## WHAT TO DO
Write out the full set of records below exactly.

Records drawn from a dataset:
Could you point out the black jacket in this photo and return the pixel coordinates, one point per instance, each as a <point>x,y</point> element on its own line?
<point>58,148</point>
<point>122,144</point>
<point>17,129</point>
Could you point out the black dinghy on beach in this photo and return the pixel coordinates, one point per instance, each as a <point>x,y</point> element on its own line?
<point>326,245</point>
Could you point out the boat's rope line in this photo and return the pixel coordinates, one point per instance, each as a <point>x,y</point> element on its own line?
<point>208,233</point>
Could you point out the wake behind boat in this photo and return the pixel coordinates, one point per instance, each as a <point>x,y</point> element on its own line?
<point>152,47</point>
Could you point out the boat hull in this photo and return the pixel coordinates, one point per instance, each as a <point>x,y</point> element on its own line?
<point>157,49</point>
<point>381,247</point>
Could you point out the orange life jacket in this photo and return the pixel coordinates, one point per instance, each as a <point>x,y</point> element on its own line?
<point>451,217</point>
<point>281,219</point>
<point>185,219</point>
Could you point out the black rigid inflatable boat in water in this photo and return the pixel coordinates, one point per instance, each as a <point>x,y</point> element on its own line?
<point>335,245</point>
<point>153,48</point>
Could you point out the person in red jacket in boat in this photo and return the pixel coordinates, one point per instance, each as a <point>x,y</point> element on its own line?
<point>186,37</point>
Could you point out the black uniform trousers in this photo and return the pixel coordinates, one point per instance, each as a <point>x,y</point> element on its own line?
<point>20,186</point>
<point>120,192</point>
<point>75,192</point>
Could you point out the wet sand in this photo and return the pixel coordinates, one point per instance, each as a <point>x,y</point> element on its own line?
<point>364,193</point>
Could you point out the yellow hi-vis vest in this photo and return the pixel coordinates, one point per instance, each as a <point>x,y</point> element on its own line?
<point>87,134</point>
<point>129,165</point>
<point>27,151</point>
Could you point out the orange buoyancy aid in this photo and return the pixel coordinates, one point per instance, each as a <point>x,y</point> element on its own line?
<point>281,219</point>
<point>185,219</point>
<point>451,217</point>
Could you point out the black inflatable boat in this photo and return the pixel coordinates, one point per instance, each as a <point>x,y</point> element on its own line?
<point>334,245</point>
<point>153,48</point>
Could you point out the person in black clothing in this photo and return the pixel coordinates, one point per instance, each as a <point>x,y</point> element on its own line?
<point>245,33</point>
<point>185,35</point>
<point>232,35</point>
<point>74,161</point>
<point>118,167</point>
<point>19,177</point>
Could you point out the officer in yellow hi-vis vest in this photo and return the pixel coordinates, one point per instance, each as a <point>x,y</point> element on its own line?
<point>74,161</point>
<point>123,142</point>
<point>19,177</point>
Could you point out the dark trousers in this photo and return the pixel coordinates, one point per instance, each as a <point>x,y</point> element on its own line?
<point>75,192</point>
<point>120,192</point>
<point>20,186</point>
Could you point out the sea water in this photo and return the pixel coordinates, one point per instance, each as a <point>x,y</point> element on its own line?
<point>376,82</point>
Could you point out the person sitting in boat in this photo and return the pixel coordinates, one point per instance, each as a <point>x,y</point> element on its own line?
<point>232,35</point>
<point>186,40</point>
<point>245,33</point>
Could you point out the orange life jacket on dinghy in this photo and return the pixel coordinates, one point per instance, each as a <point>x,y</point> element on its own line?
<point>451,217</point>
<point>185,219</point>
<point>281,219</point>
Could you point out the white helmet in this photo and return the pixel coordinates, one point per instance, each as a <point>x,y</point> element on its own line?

## OUTPUT BELOW
Could you point out the black jacket in this photo and return the pixel coordinates, one point per instance, each as a <point>x,y</point> element on its own line?
<point>58,148</point>
<point>122,144</point>
<point>17,129</point>
Could you point out the black dinghy on beach in this photo and return the pixel coordinates, one point per instance, each as a <point>x,y</point> element on its own line?
<point>326,245</point>
Could you point out the boat's rope line in this photo and return the pixel coordinates, one point per instance, each as a <point>x,y</point> element on its own line?
<point>208,233</point>
Could you point out the wake behind boat in this photo and return the pixel coordinates, one point per instance, each as a <point>x,y</point> element on its own line?
<point>152,47</point>
Could you point out the boat hull in this photo and return the pixel coordinates, one point per instance, each as a <point>x,y</point> element on its own line?
<point>157,49</point>
<point>381,247</point>
Could you point out the orange life jacket in this photo and return the pixel coordinates, one point per instance, each as a <point>x,y</point> element on its own line?
<point>451,217</point>
<point>281,219</point>
<point>185,219</point>
Could you point out the black rigid inflatable boat in water in this photo and return the pixel coordinates, one point per instance, each as a <point>x,y</point> element on its own line?
<point>335,245</point>
<point>153,48</point>
Could you point out the person in red jacket in boat in this photo and return the pixel coordinates, one point per instance, each as a <point>x,y</point> element on its own line?
<point>186,37</point>
Could you point out the black uniform trousers in this photo and return the pixel coordinates, one point per instance, each as a <point>x,y</point> element on its own line?
<point>20,186</point>
<point>120,192</point>
<point>75,192</point>
Could you point out the wet sand in this photo and return the pixel coordinates, one point per instance, each as a <point>x,y</point> element on its own line?
<point>364,193</point>
Could you point out the yellow hi-vis vest in this photo and return the pixel coordinates, one point per instance, each as a <point>x,y</point> element on its own line?
<point>87,134</point>
<point>129,165</point>
<point>27,151</point>
Could you point out the orange buoyancy aid in this photo and return the pixel coordinates, one point per instance, each as a <point>x,y</point> element on its own line?
<point>281,219</point>
<point>185,219</point>
<point>451,217</point>
Could you point out the black inflatable boat in this photo and return the pixel coordinates, one point per instance, each as a <point>x,y</point> element on its own line?
<point>334,245</point>
<point>153,48</point>
Could you point out the person in black clothing in this photo and return the pixel coordinates, one point per instance, each as a <point>x,y</point> element on its own line?
<point>245,33</point>
<point>185,35</point>
<point>232,35</point>
<point>74,161</point>
<point>118,167</point>
<point>19,177</point>
Could you point out the officer in yellow hi-vis vest in this photo and return the pixel coordinates, one point per instance, each as a <point>x,y</point> element on its own line?
<point>74,161</point>
<point>123,142</point>
<point>19,177</point>
Could you point out the dark trousers in this photo and return the pixel coordinates, one point per instance, each as a <point>x,y</point> element on its own line?
<point>75,192</point>
<point>120,192</point>
<point>20,186</point>
Could you point out the sea water in this photo and return the pixel coordinates, one point per instance, each as a <point>x,y</point> element on its own line?
<point>376,82</point>
Could you point out the person sitting in boat in this photo and return the pixel coordinates, one point per instance, each as a <point>x,y</point> element on its own line?
<point>232,35</point>
<point>186,40</point>
<point>245,33</point>
Could you point out the orange life jacket on dinghy in this photo and return the pixel coordinates, one point per instance, each as a <point>x,y</point> element on its own line?
<point>451,217</point>
<point>185,219</point>
<point>281,219</point>
Could you point out the white helmet in this photo and return the pixel coordinates, one point per instance, each as a <point>x,y</point> element on its own line?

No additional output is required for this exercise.